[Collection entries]
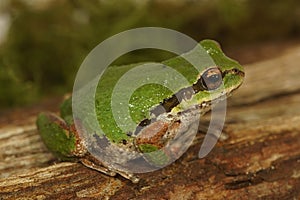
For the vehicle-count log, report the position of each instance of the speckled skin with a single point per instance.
(156, 128)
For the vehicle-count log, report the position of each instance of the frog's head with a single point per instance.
(227, 71)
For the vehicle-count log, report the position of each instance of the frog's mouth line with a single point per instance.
(185, 94)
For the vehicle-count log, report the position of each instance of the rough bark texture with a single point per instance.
(259, 160)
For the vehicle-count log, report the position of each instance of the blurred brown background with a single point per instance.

TASK TO COMPLETE ::
Write out the records once more, word for word, though without the pictures they contain.

EXERCISE OUTPUT ::
For the vehicle-count log, report the position of each instance of the speckled skin with a single point per instance.
(156, 128)
For the vehicle-count log, report the position of each instance of the frog's head with a single point per instance.
(227, 71)
For the vehicle-count log, report the position of each instance of the frog's mouth line with a single point per instance.
(185, 94)
For the vehicle-count log, report the position of each instance of the rough bark texture with a single point per instance.
(259, 160)
For the vehicle-count log, report the position of each instance of the blurred brown background with a single point per instance.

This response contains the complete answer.